> **TEXT BLOCK**
- Opening Delimiter -
Monday, February 9, 2009

Martha Wainwright - Martha Wainwright

Rocky goes cuckoo for Rufus. I can't get a song out of my head. And we're still trying to diffuse the testosterone in the Forest. So...

Man what a knockout debut. This woman has some pipes, which would be pointless if she didn't know how to use them - and she does... in spades. It's as if she got her mom's singing abilities and her dad's songwriting skills were thrown in for free. There are moments of sheer perfection here, moments where she can toss a phrase off and give it so much added meaning and subtle nuance that you wonder if anyone will ever be able to cover her songs without feeling intimidated. This is how singers used to be and just aren't anymore. She isn't all old school though; she's as much Cat Power as Joni Mitchel.

Her arrangements aren't as lush as her older brother's but, for me, that's a plus. It lets her stylings shine.

It also lets her lyrics lay out, and they can sometimes be very brutal. I was always a fan of Loudon, but apparently Martha isn't so enamoured of her dad. When she opens Bloody Mother Fucking Asshole with the line "Poetry is no place for a heart that's a whore" you know someone's gonna take a beating. And that's just the start. She might as well take a bat to her old man. When she finally tears into the chorus that gives the song its title, whatever went wrong in that family is ripped open anew and I doubt the holidays are much fun at the Wainwright household.

It is beautiful nonetheless and on a cold winter's night it's nice to curl up with a record for grownups once in a while.
- Closing Delimiter -
> **INFORMATION PROVIDED**
- Opening Delimiter -
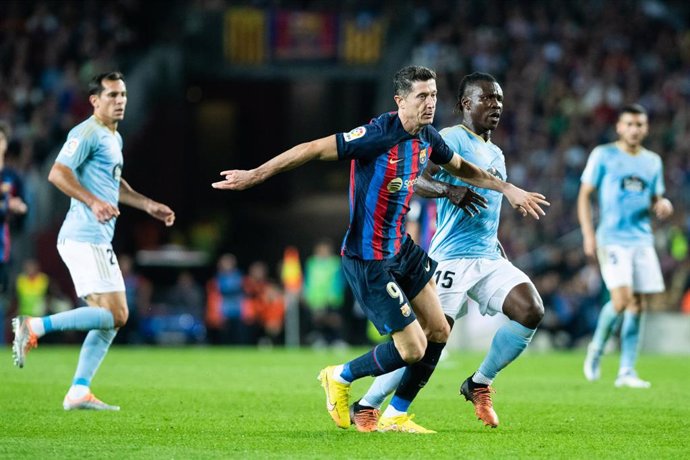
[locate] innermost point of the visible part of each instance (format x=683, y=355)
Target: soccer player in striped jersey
- Closing Delimiter -
- Opening Delimiter -
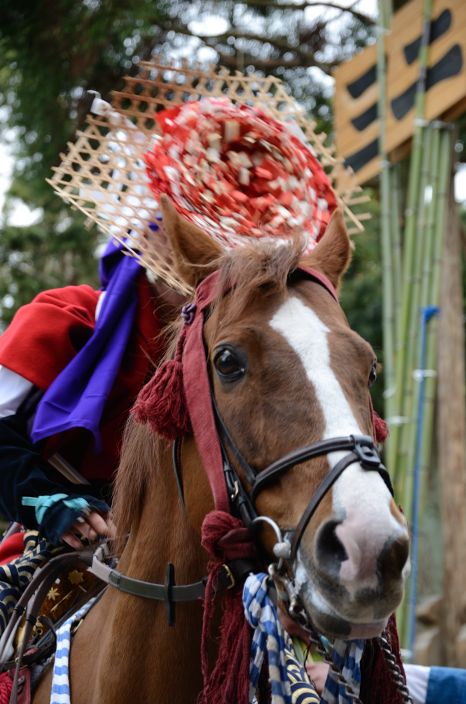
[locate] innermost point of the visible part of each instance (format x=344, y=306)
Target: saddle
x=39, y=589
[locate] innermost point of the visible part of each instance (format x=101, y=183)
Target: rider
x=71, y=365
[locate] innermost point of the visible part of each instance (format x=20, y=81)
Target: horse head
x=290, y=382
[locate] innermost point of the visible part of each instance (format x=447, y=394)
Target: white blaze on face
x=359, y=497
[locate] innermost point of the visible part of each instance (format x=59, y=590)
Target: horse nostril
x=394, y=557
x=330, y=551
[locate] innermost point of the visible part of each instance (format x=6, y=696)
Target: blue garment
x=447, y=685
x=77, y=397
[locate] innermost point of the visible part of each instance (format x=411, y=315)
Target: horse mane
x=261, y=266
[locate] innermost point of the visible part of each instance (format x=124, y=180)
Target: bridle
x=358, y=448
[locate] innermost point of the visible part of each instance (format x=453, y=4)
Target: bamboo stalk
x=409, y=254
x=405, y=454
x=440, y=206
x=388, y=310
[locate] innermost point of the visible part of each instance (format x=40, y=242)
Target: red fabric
- Closing Delimiter -
> **PROBLEMS TO SOLVE**
**1)** According to the album review, why does the reviewer count the sparer arrangements as a plus?
**2)** Carry the album review forward from its final sentence.
The rows come from a separate source and are unrelated to the album review.

> **TASK-BY-TASK OUTPUTS**
**1)** The reviewer says the arrangements, which are less lush than her older brother's, let her stylings shine. They also let her lyrics lay out, and those lyrics can sometimes be very brutal.

**2)**
After teasing listeners with the enigmatic Bloody Mother Fucking Asshole EP earlier in the year, singer/songwriter Martha Wainwright comes clean with a lush, eponymous debut that should secure herself a place as one of the genre's finest young practitioners. BMFA, despite its headline-grabbing title, showed an artist of considerable depth and vision, attributes that she builds on tenfold with her first foray into full-length territory. Wainwright tears through words the way her mother, Kate McGarrigle, does, inserting mischievous pauses, experimenting with cadences, or sometimes just pulling the phrase out like a wad of taffy, while all of the while in complete control of the overall narrative. On the gorgeous opener, "Far Away," she waxes nostalgic for old friends and lovers. Backed by swirling guitars and piano she pines "I have no children/I have no husband/I have no reason to be alive/Oh give me one" without seeming the least bit ruined — a poetic knack that she uses effectively throughout the record's entirety. It's a brave and delicate way to begin, and it engages the listener immediately with its subtle balance of voyeurism and wistfulness. "G.P.T." and "Factory" pick up the pace a bit, showcasing Wainwright's deft melodicism and mischievous nature — the latter is in full effect on the raunchy "Ball & Chain" — and "Don't Forget" and "These Flowers," two achingly beautiful ballads that bring to mind early Joni Mitchell, round out a first half that's awfully hard to top. Despite a couple of questionable midtempo offerings, Wainwright manages to keep the quality high, with a lovely duet with brother Rufus ("The Maker") and the aforementioned "BMFA," which is far more bold and beautiful than the title suggests, before closing with an intimate and affecting rendition of Vaughan Williams' "Whither Must I Wander." Wainwright's got all of the familial genes that make a child of music destined for success, but it's her fierce nature — whether saucy and confident or just plain wrecked — that makes every twist and turn of this impressive debut so easy to fall in love with.